DATA TO PROCESS =
+++++

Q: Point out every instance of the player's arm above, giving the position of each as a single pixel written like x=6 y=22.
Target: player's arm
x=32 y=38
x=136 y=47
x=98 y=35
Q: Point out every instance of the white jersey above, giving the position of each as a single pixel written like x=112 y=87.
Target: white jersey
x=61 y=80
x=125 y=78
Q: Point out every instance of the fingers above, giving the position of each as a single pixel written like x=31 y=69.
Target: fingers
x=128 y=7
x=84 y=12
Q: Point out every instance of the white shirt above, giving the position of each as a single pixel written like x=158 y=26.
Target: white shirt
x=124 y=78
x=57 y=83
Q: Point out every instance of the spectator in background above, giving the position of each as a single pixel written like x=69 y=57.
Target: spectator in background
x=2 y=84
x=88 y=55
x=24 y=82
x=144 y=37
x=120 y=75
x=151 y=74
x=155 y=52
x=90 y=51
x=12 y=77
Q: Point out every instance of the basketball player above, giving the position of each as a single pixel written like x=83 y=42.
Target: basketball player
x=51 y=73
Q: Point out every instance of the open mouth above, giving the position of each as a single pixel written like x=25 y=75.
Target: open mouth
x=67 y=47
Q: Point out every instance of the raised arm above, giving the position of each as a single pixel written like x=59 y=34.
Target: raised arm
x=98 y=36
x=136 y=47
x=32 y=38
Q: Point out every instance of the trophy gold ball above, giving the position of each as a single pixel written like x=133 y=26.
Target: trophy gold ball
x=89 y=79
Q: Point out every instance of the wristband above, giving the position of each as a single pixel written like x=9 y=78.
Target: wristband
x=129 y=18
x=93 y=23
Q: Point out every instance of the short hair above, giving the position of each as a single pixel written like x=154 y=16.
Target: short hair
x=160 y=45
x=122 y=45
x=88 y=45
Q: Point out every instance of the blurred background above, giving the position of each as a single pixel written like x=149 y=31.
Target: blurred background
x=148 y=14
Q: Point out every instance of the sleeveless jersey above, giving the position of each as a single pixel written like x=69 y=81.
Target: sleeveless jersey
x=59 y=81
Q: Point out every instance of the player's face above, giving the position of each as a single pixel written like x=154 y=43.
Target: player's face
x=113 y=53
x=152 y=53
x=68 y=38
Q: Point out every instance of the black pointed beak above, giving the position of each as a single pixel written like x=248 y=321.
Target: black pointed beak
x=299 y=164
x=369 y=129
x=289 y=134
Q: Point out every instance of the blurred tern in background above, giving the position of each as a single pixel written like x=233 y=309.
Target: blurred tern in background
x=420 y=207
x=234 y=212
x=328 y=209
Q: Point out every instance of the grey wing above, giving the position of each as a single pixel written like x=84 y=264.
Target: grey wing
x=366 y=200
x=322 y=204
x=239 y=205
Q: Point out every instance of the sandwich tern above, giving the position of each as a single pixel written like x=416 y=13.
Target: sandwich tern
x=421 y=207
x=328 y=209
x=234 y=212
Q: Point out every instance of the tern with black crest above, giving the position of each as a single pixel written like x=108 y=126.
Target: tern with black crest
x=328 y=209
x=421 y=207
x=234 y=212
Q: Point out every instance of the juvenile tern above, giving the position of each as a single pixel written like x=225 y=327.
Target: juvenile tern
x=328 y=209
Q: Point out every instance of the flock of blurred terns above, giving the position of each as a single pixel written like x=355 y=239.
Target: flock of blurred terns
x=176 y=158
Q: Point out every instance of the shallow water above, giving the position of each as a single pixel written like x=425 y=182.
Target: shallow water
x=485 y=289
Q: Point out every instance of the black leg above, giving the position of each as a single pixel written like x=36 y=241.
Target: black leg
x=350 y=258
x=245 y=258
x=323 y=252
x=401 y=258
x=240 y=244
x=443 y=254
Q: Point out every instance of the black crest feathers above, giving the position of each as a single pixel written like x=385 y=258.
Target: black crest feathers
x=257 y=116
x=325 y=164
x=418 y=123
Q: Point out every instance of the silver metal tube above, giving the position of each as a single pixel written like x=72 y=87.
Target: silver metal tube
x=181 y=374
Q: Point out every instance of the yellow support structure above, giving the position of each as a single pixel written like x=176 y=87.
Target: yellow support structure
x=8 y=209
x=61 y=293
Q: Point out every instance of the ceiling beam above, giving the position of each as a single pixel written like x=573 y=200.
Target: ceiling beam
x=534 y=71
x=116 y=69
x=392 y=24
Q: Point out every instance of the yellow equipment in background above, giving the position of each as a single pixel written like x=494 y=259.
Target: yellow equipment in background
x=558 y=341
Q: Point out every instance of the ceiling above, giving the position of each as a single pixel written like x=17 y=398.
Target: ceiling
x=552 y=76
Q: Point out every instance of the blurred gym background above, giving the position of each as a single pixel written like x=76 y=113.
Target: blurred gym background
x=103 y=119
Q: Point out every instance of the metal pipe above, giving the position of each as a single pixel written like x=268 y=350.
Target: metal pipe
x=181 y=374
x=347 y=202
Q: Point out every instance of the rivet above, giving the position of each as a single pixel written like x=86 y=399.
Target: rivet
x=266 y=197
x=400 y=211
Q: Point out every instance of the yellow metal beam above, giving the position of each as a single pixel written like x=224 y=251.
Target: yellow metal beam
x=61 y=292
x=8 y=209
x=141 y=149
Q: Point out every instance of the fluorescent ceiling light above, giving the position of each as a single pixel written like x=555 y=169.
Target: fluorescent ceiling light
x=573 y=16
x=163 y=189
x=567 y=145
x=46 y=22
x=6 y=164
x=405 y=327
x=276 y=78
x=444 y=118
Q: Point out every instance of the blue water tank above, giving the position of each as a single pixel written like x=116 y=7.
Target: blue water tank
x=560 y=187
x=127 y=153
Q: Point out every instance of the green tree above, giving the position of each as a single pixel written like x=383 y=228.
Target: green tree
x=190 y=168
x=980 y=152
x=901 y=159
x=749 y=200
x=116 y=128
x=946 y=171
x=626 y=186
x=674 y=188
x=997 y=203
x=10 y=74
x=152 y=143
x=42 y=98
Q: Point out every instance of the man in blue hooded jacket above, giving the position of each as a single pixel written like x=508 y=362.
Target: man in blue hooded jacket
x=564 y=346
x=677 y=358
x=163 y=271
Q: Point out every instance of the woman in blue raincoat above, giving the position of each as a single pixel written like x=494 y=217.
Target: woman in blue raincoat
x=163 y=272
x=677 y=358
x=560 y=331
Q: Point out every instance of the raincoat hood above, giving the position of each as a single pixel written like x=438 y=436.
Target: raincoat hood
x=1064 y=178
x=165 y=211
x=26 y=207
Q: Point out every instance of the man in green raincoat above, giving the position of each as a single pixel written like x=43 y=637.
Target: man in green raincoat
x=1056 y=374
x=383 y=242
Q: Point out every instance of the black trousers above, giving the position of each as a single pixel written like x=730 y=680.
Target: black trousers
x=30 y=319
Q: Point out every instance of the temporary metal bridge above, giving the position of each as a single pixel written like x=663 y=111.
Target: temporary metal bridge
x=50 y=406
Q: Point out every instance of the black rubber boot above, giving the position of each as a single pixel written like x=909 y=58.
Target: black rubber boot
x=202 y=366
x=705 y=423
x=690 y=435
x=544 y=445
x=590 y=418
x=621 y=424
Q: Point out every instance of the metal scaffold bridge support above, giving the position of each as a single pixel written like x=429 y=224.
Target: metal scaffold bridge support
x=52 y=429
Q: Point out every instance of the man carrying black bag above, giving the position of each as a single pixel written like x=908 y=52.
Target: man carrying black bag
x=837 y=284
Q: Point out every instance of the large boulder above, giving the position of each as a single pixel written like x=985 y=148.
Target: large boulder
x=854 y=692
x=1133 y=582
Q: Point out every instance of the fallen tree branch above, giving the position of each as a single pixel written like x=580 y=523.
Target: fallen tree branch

+++++

REQUEST = Rewrite all of the entries above as a Markdown table with two columns, Row and Text. Put one line in each row, number the rows in order, and skip any blank lines.

FINISHED TASK =
| Row | Text |
|---|---|
| 1 | Q: Point out every instance of the player's arm above, giving the position of each as a single pixel written like x=6 y=22. |
| 2 | Target: player's arm |
| 3 | x=32 y=38 |
| 4 | x=136 y=47 |
| 5 | x=98 y=35 |
| 6 | Q: Point out every instance of the white jersey above, giving the position of each as a single pixel written like x=112 y=87. |
| 7 | Target: white jersey |
| 8 | x=61 y=80 |
| 9 | x=125 y=78 |
| 10 | Q: Point out every instance of the fingers above, giving the position of each as a single pixel written like x=31 y=69. |
| 11 | Target: fingers |
| 12 | x=128 y=7 |
| 13 | x=84 y=12 |
| 14 | Q: Point out every instance of the white shirt above, giving the position of each as a single pixel written like x=158 y=26. |
| 15 | Target: white shirt |
| 16 | x=124 y=78 |
| 17 | x=57 y=83 |
| 18 | Q: Point out every instance of the spectator in background above, giving the position of each as a single pixel written like x=69 y=57. |
| 19 | Target: spectator in background |
| 20 | x=2 y=84 |
| 21 | x=88 y=55 |
| 22 | x=24 y=82 |
| 23 | x=144 y=37 |
| 24 | x=120 y=75 |
| 25 | x=151 y=74 |
| 26 | x=155 y=52 |
| 27 | x=90 y=51 |
| 28 | x=12 y=77 |
| 29 | Q: Point out every instance of the basketball player above, giving the position of each as a single pixel written like x=83 y=42. |
| 30 | Target: basketball player |
| 31 | x=51 y=73 |
| 32 | Q: Point out every instance of the open mouth above, giving the position of each as a single pixel written like x=25 y=75. |
| 33 | Target: open mouth |
| 34 | x=67 y=47 |
| 35 | Q: Point out every instance of the raised arm above, giving the position of each as a single pixel written like x=59 y=34. |
| 36 | Target: raised arm |
| 37 | x=98 y=36 |
| 38 | x=136 y=47 |
| 39 | x=32 y=38 |
| 40 | Q: Point out every instance of the trophy gold ball above, giving the position of each as a single pixel written like x=133 y=26. |
| 41 | Target: trophy gold ball |
| 42 | x=89 y=79 |
| 43 | Q: Point out every instance of the wristband above, giving the position of each as a single pixel written like x=9 y=78. |
| 44 | Target: wristband |
| 45 | x=129 y=18 |
| 46 | x=93 y=23 |
| 47 | Q: Point out every instance of the short hair above, giving the position of each as a single pixel written like x=154 y=16. |
| 48 | Target: short hair |
| 49 | x=160 y=45 |
| 50 | x=122 y=45 |
| 51 | x=88 y=45 |
| 52 | Q: Point out every instance of the blurred background above, giving the position of each as a single pixel written like x=149 y=31. |
| 53 | Target: blurred background |
| 54 | x=148 y=14 |
| 55 | Q: Point out every instance of the sleeveless jersey above, giving the position of each as a single pixel written like x=69 y=81. |
| 56 | Target: sleeveless jersey |
| 57 | x=59 y=81 |
| 58 | Q: Point out every instance of the player's face above, giving the position of each as a single pixel written like x=154 y=43. |
| 59 | Target: player's face |
| 60 | x=113 y=53 |
| 61 | x=152 y=53 |
| 62 | x=68 y=38 |
| 63 | Q: Point out every instance of the black pointed beak above, giving the position of each as a single pixel written like x=248 y=321. |
| 64 | Target: black pointed beak |
| 65 | x=299 y=164 |
| 66 | x=369 y=129 |
| 67 | x=289 y=134 |
| 68 | Q: Point out every instance of the blurred tern in background above, giving the position of each as a single pixel written like x=233 y=309. |
| 69 | Target: blurred tern in background |
| 70 | x=420 y=207 |
| 71 | x=234 y=212 |
| 72 | x=328 y=209 |
| 73 | Q: Point out every instance of the grey wing above, giving the position of each as a single pixel written like x=84 y=264. |
| 74 | Target: grey wing |
| 75 | x=366 y=200 |
| 76 | x=322 y=204 |
| 77 | x=239 y=205 |
| 78 | Q: Point out every instance of the sandwich tern above, giving the position of each as a single pixel written like x=416 y=13. |
| 79 | Target: sandwich tern |
| 80 | x=421 y=207 |
| 81 | x=328 y=209 |
| 82 | x=234 y=212 |
| 83 | Q: Point out every instance of the tern with black crest above, giving the position of each as a single pixel written like x=108 y=126. |
| 84 | Target: tern with black crest |
| 85 | x=328 y=209 |
| 86 | x=421 y=207 |
| 87 | x=234 y=212 |
| 88 | Q: Point out every instance of the juvenile tern above, giving the position of each as a single pixel written like x=225 y=327. |
| 89 | Target: juvenile tern |
| 90 | x=328 y=209 |
| 91 | Q: Point out every instance of the flock of blurred terns above, giving the position of each as a single pixel written like x=355 y=239. |
| 92 | Target: flock of blurred terns |
| 93 | x=176 y=158 |
| 94 | Q: Point out every instance of the shallow water above, giving the position of each as a single pixel written like x=425 y=182. |
| 95 | Target: shallow water |
| 96 | x=485 y=289 |
| 97 | Q: Point out every instance of the black leg above, giving the position of each as a single pixel written like x=36 y=241. |
| 98 | Target: black leg |
| 99 | x=350 y=258 |
| 100 | x=245 y=258 |
| 101 | x=323 y=252 |
| 102 | x=401 y=258 |
| 103 | x=240 y=244 |
| 104 | x=443 y=254 |
| 105 | Q: Point out every instance of the black crest feathers above, giving the position of each as a single pixel written like x=385 y=258. |
| 106 | Target: black crest feathers |
| 107 | x=257 y=116 |
| 108 | x=325 y=164 |
| 109 | x=418 y=123 |
| 110 | Q: Point out every instance of the silver metal tube above, giving the position of each as a single pixel written like x=72 y=87. |
| 111 | Target: silver metal tube |
| 112 | x=181 y=374 |
| 113 | Q: Point out every instance of the yellow support structure above, giving the position of each as a single pixel written like x=176 y=87. |
| 114 | Target: yellow support structure |
| 115 | x=8 y=209 |
| 116 | x=61 y=293 |
| 117 | Q: Point out every instance of the ceiling beam above, giving the position of each as a single pixel written like x=573 y=200. |
| 118 | Target: ceiling beam |
| 119 | x=534 y=71 |
| 120 | x=116 y=69 |
| 121 | x=392 y=24 |
| 122 | Q: Point out every instance of the yellow equipment in background above, giving the position of each as a single pixel written like x=494 y=259. |
| 123 | Target: yellow equipment in background |
| 124 | x=558 y=341 |
| 125 | Q: Point out every instance of the ceiling above, giving the position of each as a single pixel written like x=17 y=398. |
| 126 | Target: ceiling |
| 127 | x=552 y=76 |
| 128 | Q: Point out every instance of the blurred gym background above, giving the position of each as a single pixel written like x=76 y=113. |
| 129 | Target: blurred gym background |
| 130 | x=103 y=119 |
| 131 | Q: Point out every instance of the metal pipe above, giving the position of each as a single pixel written like x=268 y=350. |
| 132 | Target: metal pipe |
| 133 | x=181 y=374 |
| 134 | x=347 y=202 |
| 135 | Q: Point out every instance of the rivet above, giving the position of each as a single pixel written like x=86 y=399. |
| 136 | Target: rivet |
| 137 | x=266 y=197 |
| 138 | x=400 y=211 |
| 139 | Q: Point out every instance of the yellow metal beam above, giving the position of each as a single pixel written like x=224 y=251. |
| 140 | Target: yellow metal beam |
| 141 | x=61 y=292 |
| 142 | x=8 y=209 |
| 143 | x=141 y=149 |
| 144 | Q: Point out every instance of the fluorescent ceiling light above, giving the position of each as a single pixel written like x=555 y=169. |
| 145 | Target: fluorescent ceiling light |
| 146 | x=573 y=16 |
| 147 | x=163 y=189 |
| 148 | x=567 y=145 |
| 149 | x=46 y=22 |
| 150 | x=6 y=164 |
| 151 | x=405 y=327 |
| 152 | x=276 y=78 |
| 153 | x=444 y=118 |
| 154 | Q: Point out every instance of the blue water tank above, giving the position of each as a single pixel written like x=116 y=7. |
| 155 | Target: blue water tank |
| 156 | x=560 y=187 |
| 157 | x=127 y=153 |
| 158 | Q: Point out every instance of the green tree above, giving the position of each as a single pixel written like x=383 y=228. |
| 159 | Target: green tree |
| 160 | x=190 y=168 |
| 161 | x=980 y=152 |
| 162 | x=901 y=159 |
| 163 | x=749 y=200 |
| 164 | x=116 y=128 |
| 165 | x=946 y=171 |
| 166 | x=626 y=186 |
| 167 | x=674 y=188 |
| 168 | x=997 y=203 |
| 169 | x=10 y=74 |
| 170 | x=152 y=143 |
| 171 | x=42 y=98 |
| 172 | Q: Point out every instance of the man in blue hooded jacket above, giving the position of each as a single pixel written like x=508 y=362. |
| 173 | Target: man in blue hooded jacket |
| 174 | x=564 y=346 |
| 175 | x=677 y=358 |
| 176 | x=163 y=271 |
| 177 | Q: Point out every instance of the woman in blue raincoat above, giving the position of each as a single pixel written like x=494 y=217. |
| 178 | Target: woman in blue raincoat |
| 179 | x=163 y=272 |
| 180 | x=677 y=358 |
| 181 | x=560 y=331 |
| 182 | Q: Point out every instance of the raincoat hood above, giving the position of each as a single pixel written like x=438 y=436. |
| 183 | Target: raincoat hood |
| 184 | x=1064 y=178 |
| 185 | x=165 y=211 |
| 186 | x=26 y=207 |
| 187 | Q: Point out every instance of the man in green raincoat above, giving the position of each as a single pixel written like x=43 y=637. |
| 188 | Target: man in green raincoat |
| 189 | x=1056 y=374 |
| 190 | x=383 y=242 |
| 191 | Q: Point out every instance of the black trousers above, giving the position of each as a single pixel written like x=730 y=680. |
| 192 | Target: black trousers |
| 193 | x=30 y=319 |
| 194 | Q: Point out every instance of the temporary metal bridge above, giving the position of each as a single pixel written like x=663 y=111. |
| 195 | Target: temporary metal bridge |
| 196 | x=50 y=406 |
| 197 | Q: Point out every instance of the black rubber boot above, giving the position of each as a single pixel written like x=909 y=58. |
| 198 | Target: black rubber boot |
| 199 | x=202 y=366 |
| 200 | x=705 y=423 |
| 201 | x=690 y=435 |
| 202 | x=544 y=445 |
| 203 | x=590 y=418 |
| 204 | x=621 y=424 |
| 205 | Q: Point out every instance of the metal scaffold bridge support above, giving the position of each as a single pixel written like x=429 y=224. |
| 206 | Target: metal scaffold bridge support |
| 207 | x=52 y=429 |
| 208 | Q: Point out every instance of the man carrying black bag above, giving the position of each as a single pixel written like x=908 y=52. |
| 209 | Target: man carrying black bag |
| 210 | x=837 y=284 |
| 211 | Q: Point out every instance of the large boulder above, giving the position of each as a single pixel written like x=985 y=148. |
| 212 | Target: large boulder |
| 213 | x=854 y=692 |
| 214 | x=1133 y=582 |
| 215 | Q: Point out every instance of the fallen tree branch above, giving the position of each as a single pixel written like x=580 y=523. |
| 216 | Target: fallen tree branch |